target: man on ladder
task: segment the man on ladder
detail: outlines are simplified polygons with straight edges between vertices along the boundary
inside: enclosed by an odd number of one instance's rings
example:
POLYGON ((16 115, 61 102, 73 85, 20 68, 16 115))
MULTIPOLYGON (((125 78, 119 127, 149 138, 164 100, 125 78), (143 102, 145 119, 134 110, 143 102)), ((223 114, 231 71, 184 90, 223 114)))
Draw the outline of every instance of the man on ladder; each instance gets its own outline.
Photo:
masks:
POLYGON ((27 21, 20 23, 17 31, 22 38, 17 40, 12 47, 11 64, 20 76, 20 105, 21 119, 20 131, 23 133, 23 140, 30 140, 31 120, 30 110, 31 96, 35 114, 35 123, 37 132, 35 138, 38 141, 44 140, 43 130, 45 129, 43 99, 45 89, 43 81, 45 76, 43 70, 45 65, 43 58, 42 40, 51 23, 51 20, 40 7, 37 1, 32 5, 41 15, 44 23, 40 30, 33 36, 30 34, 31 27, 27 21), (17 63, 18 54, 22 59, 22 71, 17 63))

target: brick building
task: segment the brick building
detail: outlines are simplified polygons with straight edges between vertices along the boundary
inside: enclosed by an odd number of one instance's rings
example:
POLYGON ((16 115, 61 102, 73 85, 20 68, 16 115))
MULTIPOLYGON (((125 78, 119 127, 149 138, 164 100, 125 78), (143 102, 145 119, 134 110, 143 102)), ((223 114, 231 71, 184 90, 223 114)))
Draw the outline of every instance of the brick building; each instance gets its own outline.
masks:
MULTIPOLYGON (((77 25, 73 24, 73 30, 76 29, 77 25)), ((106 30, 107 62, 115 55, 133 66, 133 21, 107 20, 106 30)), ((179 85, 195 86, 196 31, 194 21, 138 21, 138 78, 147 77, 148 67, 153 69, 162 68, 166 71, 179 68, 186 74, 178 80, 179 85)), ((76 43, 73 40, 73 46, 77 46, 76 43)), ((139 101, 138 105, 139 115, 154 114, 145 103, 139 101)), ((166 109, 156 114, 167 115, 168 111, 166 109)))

Your objective →
Please rewrite the entries from the very first line through the line containing "POLYGON ((27 21, 20", swapping "ladder" for "stepladder" and leaving everything else unchanged.

Response to this task →
target: man on stepladder
task: segment the man on stepladder
detail: outlines are simplified polygons with straight edges between vertices along the boundary
inside: enclosed by an odd number of one instance's rings
example:
POLYGON ((16 115, 61 102, 73 85, 20 68, 16 115))
MULTIPOLYGON (((125 78, 119 127, 149 138, 164 100, 125 78), (143 102, 145 119, 134 110, 143 102)), ((223 114, 231 71, 184 90, 223 114)))
Draw the outline of every instance of the man on stepladder; each instance gets its own outline.
Photo:
masks:
POLYGON ((27 21, 20 23, 17 31, 22 38, 17 40, 12 47, 11 64, 20 76, 20 105, 21 119, 20 131, 23 133, 23 140, 30 140, 31 120, 30 110, 31 96, 35 114, 35 123, 37 132, 35 138, 38 141, 44 140, 43 130, 45 129, 43 99, 45 89, 43 81, 45 76, 43 70, 45 65, 43 58, 42 40, 51 23, 51 20, 40 7, 37 1, 32 5, 41 15, 44 23, 40 30, 33 36, 30 34, 31 27, 27 21), (17 63, 18 54, 22 59, 22 71, 17 63))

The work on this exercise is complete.